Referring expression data
# # # # #

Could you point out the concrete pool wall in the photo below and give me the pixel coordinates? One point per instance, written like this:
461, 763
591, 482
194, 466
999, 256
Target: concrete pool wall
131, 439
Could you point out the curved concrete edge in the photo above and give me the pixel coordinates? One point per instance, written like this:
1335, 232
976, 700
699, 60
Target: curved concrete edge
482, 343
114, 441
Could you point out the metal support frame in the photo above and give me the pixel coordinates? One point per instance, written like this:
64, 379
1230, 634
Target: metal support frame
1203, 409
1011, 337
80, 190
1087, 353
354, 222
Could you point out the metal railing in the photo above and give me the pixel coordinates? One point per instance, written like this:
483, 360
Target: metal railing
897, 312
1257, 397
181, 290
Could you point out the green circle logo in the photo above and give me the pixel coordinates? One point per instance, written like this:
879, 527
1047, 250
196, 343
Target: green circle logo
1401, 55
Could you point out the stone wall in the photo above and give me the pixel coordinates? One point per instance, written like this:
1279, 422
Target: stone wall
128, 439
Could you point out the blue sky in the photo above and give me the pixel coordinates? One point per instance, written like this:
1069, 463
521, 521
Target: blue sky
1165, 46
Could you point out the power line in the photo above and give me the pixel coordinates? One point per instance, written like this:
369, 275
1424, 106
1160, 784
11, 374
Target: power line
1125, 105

# # # # #

EXERCISE DESCRIPTION: Produce a verbatim copy of each record above.

EXERCISE OUTPUT:
Could you point out the concrete pool wall in the photo below and give me the pixel coordinates? One point per instance, written like this:
461, 763
591, 482
194, 466
999, 256
Target: concrete pool wall
131, 439
Could you point out the curved concrete edge in the photo above and give me the pixel coordinates? One point per instance, written like this:
1335, 232
976, 700
699, 60
Target: curved concrete edge
482, 343
114, 441
Could you point out the metal support frame in the photo above and give me the pixel coordinates? One point per instance, written like this:
64, 379
1230, 634
Target: metal support frame
1203, 409
1011, 337
80, 190
1087, 353
354, 222
Could you point out the metal railing in the photo above and give me the pixel coordinates? One point per instance, written like this:
483, 360
Target: metal railing
897, 312
1257, 397
181, 290
Could you point out the green circle logo in the photo above and give me the pixel coordinates? One point per instance, written like this:
879, 527
1047, 250
196, 343
Target: green circle logo
1401, 55
Could you point out the stone wall in the photo above and give me the pixel coordinates? One point per instance, written like this:
1279, 422
Target: stone wall
128, 439
Could you point out the blue sky in the photo above and give me the pixel coordinates? One point per instance, written like this:
1069, 463
521, 521
Target: blue sky
1165, 46
Could you point out the power line in the photo above and give me the pixel coordinates? One point per instance, written like this:
369, 275
1424, 106
1160, 784
11, 374
Target: power line
1125, 105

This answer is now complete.